* **TASKS FOR THIS EXERCISE**
1/ Set down the stretch of the passage on content moderation from "Cooperation is needed" through "or adversarial animosity.", word for word.
2/ Continue the passage on content moderation and appeals from its final sentence.

* **PASSAGE FOR REVIEW**
Cooperation is needed
The complexity of decisions on speech cannot be illustrated more clearly than when a deliberative body of renowned experts from around the world, with access to virtually unlimited resources and through a thorough process, come up with a solution that is easy to criticize on the merits. And this does not take into account the general concerns over structure, role, power, and corporate end-goal. Facebook’s mantra for a long time has been that they are not and should not be “the arbiter of truth”, which has been greeted with detailed lists of examples when it has acted as one. Meanwhile, the U.S. government, restricted by the First Amendment, is neither capable nor always willing to make hard decisions on speech outside of what is and isn’t legal, and oftentimes the two speeds of proposed reform are regulatory capture or adversarial animosity.
While radical alternatives are legitimate, the starting point for the content moderation conversation seems to be that such platforms have a role in society. The seeming intractability of speech choices should then urge stakeholders to collaborate in order to move the problem forward. Far from proposing what others have called “cartelization,” cooperation in content moderation can lead to mutual understanding between government, civil society and platforms, complementary actions, and potentially a less toxic online environment.
Appeals processes matter
Though the structure of the Board mirrors an appellate judiciary, it lacks important characteristics like institutional legitimacy, a constitution, and co-equal branches of government. However, appeals themselves have increasingly been tools used by policymakers, especially in the EU for the Digital Services Act, to ensure better rights protection for users. The Santa Clara Principles count appeals as one of three foundational pillars in transparency and accountability. An insufficient but necessary solution, appeals should be in the toolbox of both regulators and platforms.

* **LISTED ENTRIES**
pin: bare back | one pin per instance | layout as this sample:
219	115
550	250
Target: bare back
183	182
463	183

* **ANSWERS BY TASK**
1/
Cooperation is needed
The complexity of decisions on speech cannot be illustrated more clearly than when a deliberative body of renowned experts from around the world, with access to virtually unlimited resources and through a thorough process, come up with a solution that is easy to criticize on the merits. And this does not take into account the general concerns over structure, role, power, and corporate end-goal. Facebook’s mantra for a long time has been that they are not and should not be “the arbiter of truth”, which has been greeted with detailed lists of examples when it has acted as one. Meanwhile, the U.S. government, restricted by the First Amendment, is neither capable nor always willing to make hard decisions on speech outside of what is and isn’t legal, and oftentimes the two speeds of proposed reform are regulatory capture or adversarial animosity.

2/
Proper private governance can work
The case of the Oversight Board could end up as a cautionary tale against private governance: A large successful company sets up a pseudo-judiciary with limited powers to stave off regulation while concurrently trying to shape any potential regulation for the rest of the industry. However, platforms are already performing “private ordering” through their terms of service. Further, their actions on speech, within a complementary ecosystem, constitute governance choices. Creating private governance systems that institutionalize and make visible the actions and policies underlying them, and subject them to potential change, should be uncontroversial. Private governance, industry-wide with proper guardrails, transparency, and inclusion of other stakeholders could lead to solutions that the U.S. government can’t legislate but could encourage.